Work to complete — Starting with the line that contains "Task: put a dot on each instance of the turtle flipper", set down each line through the end of the entries below, exactly and with nothing added.

Saved data entries
-- BEGIN --

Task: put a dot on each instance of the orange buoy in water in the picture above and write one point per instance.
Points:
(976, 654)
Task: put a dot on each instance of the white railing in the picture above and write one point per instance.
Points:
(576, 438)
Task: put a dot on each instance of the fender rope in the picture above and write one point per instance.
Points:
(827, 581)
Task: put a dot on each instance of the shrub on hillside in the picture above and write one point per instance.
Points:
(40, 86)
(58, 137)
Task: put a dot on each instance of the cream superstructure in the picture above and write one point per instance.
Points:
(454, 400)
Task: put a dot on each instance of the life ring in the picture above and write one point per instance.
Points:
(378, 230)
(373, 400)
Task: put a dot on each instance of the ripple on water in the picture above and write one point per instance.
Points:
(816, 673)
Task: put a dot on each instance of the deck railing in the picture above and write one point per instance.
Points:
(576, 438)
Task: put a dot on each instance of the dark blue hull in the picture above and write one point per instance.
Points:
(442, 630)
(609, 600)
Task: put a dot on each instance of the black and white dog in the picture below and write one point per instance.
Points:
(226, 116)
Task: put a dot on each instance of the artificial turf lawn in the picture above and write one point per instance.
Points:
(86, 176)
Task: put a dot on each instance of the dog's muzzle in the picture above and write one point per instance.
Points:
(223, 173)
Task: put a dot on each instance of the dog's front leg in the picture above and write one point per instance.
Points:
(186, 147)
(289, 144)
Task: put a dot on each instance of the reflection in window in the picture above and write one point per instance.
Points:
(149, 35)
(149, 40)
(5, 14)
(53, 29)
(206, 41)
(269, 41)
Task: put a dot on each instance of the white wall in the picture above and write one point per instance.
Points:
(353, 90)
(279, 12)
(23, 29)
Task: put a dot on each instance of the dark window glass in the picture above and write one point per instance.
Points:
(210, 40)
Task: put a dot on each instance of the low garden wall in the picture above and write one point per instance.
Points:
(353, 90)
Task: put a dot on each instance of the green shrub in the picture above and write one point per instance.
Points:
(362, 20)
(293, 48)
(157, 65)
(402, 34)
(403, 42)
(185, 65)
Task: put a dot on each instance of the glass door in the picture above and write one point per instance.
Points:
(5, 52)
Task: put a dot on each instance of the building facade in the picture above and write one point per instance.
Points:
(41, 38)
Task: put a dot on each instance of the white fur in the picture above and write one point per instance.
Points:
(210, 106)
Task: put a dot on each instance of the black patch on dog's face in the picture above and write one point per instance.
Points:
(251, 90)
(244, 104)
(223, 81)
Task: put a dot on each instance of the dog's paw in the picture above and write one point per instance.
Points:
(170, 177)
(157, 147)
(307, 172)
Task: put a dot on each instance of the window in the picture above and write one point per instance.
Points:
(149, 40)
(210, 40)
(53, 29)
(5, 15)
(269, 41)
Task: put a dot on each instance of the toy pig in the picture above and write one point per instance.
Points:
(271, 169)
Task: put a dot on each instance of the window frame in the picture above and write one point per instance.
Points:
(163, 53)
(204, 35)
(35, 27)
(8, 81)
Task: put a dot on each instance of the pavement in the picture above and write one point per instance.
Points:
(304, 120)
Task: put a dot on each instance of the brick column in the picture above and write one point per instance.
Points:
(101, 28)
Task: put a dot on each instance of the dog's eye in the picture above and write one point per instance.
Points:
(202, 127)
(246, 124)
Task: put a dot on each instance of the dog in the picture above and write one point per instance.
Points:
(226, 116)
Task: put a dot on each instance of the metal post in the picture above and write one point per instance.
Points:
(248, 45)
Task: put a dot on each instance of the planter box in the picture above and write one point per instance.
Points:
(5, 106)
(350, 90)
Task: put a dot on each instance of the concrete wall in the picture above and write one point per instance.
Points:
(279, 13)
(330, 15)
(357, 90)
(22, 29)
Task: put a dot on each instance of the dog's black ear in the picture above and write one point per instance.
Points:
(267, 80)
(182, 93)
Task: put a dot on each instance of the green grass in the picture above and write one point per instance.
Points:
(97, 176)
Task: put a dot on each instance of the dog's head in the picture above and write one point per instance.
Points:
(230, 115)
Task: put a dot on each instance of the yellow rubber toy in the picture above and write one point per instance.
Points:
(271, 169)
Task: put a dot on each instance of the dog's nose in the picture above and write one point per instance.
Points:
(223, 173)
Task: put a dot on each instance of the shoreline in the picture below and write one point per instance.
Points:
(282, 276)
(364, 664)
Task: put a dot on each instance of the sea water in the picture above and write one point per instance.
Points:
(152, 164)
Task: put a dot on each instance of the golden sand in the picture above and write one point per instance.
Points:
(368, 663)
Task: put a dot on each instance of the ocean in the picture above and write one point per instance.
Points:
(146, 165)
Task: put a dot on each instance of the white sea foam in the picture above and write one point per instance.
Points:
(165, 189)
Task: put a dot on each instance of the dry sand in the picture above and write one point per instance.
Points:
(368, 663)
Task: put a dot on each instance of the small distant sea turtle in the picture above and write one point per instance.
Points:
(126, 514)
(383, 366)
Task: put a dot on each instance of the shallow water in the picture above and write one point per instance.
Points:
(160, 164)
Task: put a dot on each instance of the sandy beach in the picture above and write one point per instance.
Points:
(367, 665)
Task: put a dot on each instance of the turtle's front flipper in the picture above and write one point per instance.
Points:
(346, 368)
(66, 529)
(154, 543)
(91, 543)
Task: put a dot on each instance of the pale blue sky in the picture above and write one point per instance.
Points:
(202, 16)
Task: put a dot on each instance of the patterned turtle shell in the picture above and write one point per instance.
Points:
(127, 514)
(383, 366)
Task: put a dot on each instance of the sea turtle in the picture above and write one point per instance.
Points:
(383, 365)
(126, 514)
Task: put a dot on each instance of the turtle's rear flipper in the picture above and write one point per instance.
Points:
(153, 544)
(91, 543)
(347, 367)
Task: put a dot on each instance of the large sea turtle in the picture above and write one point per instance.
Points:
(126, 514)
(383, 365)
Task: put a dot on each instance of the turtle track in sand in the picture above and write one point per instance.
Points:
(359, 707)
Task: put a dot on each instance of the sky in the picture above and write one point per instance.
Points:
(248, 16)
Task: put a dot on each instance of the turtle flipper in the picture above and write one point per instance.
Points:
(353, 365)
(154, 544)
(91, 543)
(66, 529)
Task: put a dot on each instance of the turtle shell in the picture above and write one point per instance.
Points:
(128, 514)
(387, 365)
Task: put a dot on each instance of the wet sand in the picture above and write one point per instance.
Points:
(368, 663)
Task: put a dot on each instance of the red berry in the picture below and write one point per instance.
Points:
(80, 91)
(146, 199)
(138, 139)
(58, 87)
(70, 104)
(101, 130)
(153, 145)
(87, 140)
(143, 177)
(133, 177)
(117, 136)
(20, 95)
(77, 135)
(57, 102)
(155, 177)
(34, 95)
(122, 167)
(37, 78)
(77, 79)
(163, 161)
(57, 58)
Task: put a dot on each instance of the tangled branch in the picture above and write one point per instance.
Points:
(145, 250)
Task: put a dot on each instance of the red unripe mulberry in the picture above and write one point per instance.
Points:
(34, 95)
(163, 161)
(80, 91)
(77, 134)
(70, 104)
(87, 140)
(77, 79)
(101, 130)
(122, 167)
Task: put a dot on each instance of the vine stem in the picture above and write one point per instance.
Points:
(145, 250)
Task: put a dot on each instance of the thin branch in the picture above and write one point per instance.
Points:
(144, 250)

-- END --

Task solution —
Task: put a dot on each instance of the turtle flipper in the picture above and write one point per instance.
Points:
(353, 365)
(154, 544)
(91, 543)
(66, 529)
Task: put a dot on each instance of the turtle shell in the picture above and write one point per instance.
Points:
(128, 514)
(387, 365)
Task: put a dot on each instance of the wet sand in the picture above and write one point per instance.
Points:
(368, 663)
Task: put a dot on each instance of the red berry in the picture below and write one point per instance.
Points:
(80, 91)
(146, 199)
(138, 139)
(58, 87)
(70, 104)
(101, 130)
(153, 145)
(87, 140)
(143, 177)
(133, 177)
(117, 136)
(20, 95)
(77, 135)
(57, 102)
(155, 177)
(34, 95)
(122, 167)
(37, 78)
(77, 79)
(163, 161)
(57, 58)
Task: put a dot on each instance of the tangled branch in the picture above and write one point per instance.
Points:
(145, 250)
Task: put a dot on each instance of the red unripe mulberry in the picture above and write one point per instance.
Points:
(34, 95)
(163, 161)
(80, 91)
(77, 134)
(70, 104)
(87, 140)
(77, 79)
(101, 130)
(122, 167)
Task: put a dot on each instance of the vine stem in the picture above and write one point per instance.
Points:
(145, 250)
Task: put a dot on each instance of the thin branch in the picture above and write one point per instance.
Points:
(144, 250)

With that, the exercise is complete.